*** Supplied information ***

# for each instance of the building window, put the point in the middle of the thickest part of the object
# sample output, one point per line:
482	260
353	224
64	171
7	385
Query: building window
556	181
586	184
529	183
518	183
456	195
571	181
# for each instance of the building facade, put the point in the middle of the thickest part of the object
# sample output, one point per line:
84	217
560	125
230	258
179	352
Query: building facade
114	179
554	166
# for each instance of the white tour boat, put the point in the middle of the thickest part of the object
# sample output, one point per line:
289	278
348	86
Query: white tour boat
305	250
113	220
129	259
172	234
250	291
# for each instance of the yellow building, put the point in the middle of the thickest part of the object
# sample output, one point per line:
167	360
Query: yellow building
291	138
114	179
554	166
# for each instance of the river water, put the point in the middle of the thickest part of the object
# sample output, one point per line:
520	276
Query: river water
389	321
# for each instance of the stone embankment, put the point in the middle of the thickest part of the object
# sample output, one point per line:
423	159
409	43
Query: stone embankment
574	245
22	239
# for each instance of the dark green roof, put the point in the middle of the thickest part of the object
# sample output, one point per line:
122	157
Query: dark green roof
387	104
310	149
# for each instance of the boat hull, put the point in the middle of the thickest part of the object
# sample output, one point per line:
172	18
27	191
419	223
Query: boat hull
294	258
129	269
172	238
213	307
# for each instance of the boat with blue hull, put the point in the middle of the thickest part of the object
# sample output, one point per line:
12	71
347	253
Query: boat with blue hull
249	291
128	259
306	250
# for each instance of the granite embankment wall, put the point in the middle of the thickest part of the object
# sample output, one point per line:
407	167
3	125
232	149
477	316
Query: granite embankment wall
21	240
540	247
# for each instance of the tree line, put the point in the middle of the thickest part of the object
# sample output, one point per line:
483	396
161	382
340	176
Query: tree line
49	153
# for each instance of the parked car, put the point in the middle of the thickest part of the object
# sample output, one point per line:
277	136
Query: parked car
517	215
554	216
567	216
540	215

***

**Set task**
Copy the part of the data that opens with the line containing "# for each instance of the parked" and runs through the end of the data, substituting "parked vehicle" for "parked car" and leaving everything else unchanged.

**The response**
# for each instance of the parked vehicle, put the point in the middle of the thickest part of the object
# sample output, one point per line:
277	136
Query: parked vehicle
517	215
554	216
567	216
540	215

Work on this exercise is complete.